◆ **What the task requires**: Write out each of the rows below without changing a single character.

--- START OF Records to process ---

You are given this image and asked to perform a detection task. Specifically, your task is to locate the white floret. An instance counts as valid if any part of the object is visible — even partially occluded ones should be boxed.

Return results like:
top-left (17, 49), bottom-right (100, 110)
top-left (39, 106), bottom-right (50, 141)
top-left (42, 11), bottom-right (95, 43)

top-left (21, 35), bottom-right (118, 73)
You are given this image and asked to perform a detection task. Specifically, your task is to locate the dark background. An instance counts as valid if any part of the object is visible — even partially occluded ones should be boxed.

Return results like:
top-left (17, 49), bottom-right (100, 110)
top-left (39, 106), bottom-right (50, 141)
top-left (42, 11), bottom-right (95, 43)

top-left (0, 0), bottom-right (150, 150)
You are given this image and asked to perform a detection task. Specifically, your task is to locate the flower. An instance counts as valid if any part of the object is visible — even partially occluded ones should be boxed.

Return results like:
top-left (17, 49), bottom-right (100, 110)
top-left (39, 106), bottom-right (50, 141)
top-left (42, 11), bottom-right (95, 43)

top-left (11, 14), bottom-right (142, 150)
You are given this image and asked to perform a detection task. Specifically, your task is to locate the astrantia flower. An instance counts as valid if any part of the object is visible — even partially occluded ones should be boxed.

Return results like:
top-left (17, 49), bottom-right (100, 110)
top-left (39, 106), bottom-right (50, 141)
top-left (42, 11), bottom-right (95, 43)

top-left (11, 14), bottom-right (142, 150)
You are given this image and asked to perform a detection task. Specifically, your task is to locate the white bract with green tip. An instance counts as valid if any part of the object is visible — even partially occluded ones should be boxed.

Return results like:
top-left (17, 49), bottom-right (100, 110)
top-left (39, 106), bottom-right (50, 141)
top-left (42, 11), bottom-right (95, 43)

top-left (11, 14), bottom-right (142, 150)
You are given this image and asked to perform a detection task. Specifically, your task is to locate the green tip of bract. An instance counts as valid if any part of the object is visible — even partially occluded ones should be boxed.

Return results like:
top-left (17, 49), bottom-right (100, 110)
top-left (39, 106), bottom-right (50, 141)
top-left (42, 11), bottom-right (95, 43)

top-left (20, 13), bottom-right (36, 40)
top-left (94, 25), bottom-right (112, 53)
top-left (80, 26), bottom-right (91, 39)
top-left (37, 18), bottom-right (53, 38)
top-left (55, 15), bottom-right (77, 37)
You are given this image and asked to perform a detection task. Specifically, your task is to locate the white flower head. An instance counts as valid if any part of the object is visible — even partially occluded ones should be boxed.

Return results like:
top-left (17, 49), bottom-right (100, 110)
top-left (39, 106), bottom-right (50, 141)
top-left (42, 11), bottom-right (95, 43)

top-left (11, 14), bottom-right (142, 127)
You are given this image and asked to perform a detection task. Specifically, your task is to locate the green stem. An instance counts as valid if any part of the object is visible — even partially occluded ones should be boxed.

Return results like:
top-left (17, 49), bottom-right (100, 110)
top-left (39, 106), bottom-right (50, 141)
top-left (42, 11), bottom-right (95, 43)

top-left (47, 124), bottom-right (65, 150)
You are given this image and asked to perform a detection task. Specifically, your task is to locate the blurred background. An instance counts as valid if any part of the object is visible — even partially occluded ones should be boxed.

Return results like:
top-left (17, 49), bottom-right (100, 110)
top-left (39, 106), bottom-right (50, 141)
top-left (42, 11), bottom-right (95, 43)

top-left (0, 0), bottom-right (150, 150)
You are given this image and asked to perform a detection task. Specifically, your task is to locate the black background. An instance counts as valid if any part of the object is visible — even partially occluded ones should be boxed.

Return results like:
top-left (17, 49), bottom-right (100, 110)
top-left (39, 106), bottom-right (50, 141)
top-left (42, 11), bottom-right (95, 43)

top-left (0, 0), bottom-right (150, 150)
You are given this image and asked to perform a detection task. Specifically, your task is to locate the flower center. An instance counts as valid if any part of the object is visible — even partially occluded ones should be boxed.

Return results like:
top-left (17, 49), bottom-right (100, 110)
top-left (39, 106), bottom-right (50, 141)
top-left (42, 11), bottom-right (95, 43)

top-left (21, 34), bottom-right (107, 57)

--- END OF Records to process ---

◆ **Final result**:
You are given this image and asked to perform a detection task. Specifically, your task is to locate the white floret. An instance counts as valid if any part of the object is visible — even partially occluded ones should be boxed.

Return results like:
top-left (17, 49), bottom-right (100, 110)
top-left (39, 106), bottom-right (50, 141)
top-left (42, 11), bottom-right (95, 43)

top-left (21, 35), bottom-right (118, 73)
You are given this image and asked to perform a detection task. Specifically, your task is to locate the dark background. An instance counts as valid if any part of the object is visible — even partially occluded ones should be boxed.

Return results like:
top-left (17, 49), bottom-right (100, 110)
top-left (39, 106), bottom-right (50, 141)
top-left (42, 11), bottom-right (95, 43)

top-left (0, 0), bottom-right (150, 150)
You are given this image and asked to perform a detection task. Specifically, your task is to locate the flower. An instance counts as valid if any part of the object is visible — even partially occluded ones should be boxed.

Return results like:
top-left (17, 49), bottom-right (100, 110)
top-left (39, 106), bottom-right (50, 141)
top-left (42, 11), bottom-right (95, 43)

top-left (11, 14), bottom-right (142, 150)
You are given this image and asked to perform a detection task. Specifically, your task is to locate the astrantia flower. An instance counts as valid if any part of the object is visible — even partially occluded ones should be boxed.

Return results like:
top-left (17, 49), bottom-right (100, 110)
top-left (39, 106), bottom-right (50, 141)
top-left (42, 11), bottom-right (95, 43)

top-left (11, 14), bottom-right (142, 150)
You are given this image and asked to perform a detection task. Specifically, your task is to locate the white bract with green tip. An instance counts as valid if any part of the object is visible — even partially occluded ones should be boxed.

Return results like:
top-left (17, 49), bottom-right (100, 110)
top-left (39, 106), bottom-right (50, 141)
top-left (42, 11), bottom-right (95, 43)

top-left (11, 14), bottom-right (142, 150)
You are given this image and asked to perform a detection task. Specifically, your task is to locate the green tip of bract. An instance counts as valid if any part of the object is visible — even partially occluded ones should be boxed.

Return results like:
top-left (17, 49), bottom-right (100, 110)
top-left (39, 106), bottom-right (50, 141)
top-left (42, 11), bottom-right (95, 43)

top-left (20, 13), bottom-right (36, 40)
top-left (94, 25), bottom-right (112, 53)
top-left (80, 26), bottom-right (91, 39)
top-left (37, 18), bottom-right (53, 38)
top-left (55, 15), bottom-right (77, 37)
You are given this image and asked to perform a detection task. Specifically, your task is to locate the white flower head. An instance counts as valid if any part of the object is visible — even partially occluded ones should be boxed.

Return results like:
top-left (17, 49), bottom-right (100, 110)
top-left (39, 106), bottom-right (50, 141)
top-left (42, 11), bottom-right (95, 43)

top-left (11, 14), bottom-right (142, 127)
You are given this image and asked to perform a detection task. Specifically, your task is to locate the green stem. An instance counts as valid if any part of the object is visible — even partially occluded ones should be boxed.

Return results like:
top-left (17, 49), bottom-right (100, 110)
top-left (39, 106), bottom-right (50, 141)
top-left (42, 11), bottom-right (95, 43)

top-left (47, 124), bottom-right (65, 150)
You are given this image and asked to perform a detection task. Specifically, your task is to locate the blurred background. An instance counts as valid if any part of the object is visible — even partially occluded ones should be boxed.

Return results like:
top-left (17, 49), bottom-right (100, 110)
top-left (39, 106), bottom-right (50, 141)
top-left (42, 11), bottom-right (95, 43)

top-left (0, 0), bottom-right (150, 150)
You are given this image and asked to perform a detection task. Specifically, your task is to locate the black background. An instance counts as valid if any part of the object is visible — even partially occluded ones should be boxed.

Return results like:
top-left (17, 49), bottom-right (100, 110)
top-left (39, 106), bottom-right (50, 141)
top-left (42, 11), bottom-right (95, 43)

top-left (0, 0), bottom-right (150, 150)
You are given this image and asked to perform a detection task. Specifically, your task is to locate the flower center. An instance counts as valid if any part of the object is visible — even partially occluded ones should be boxed.

Return results like:
top-left (17, 49), bottom-right (100, 110)
top-left (39, 106), bottom-right (50, 141)
top-left (42, 11), bottom-right (95, 43)

top-left (21, 34), bottom-right (107, 57)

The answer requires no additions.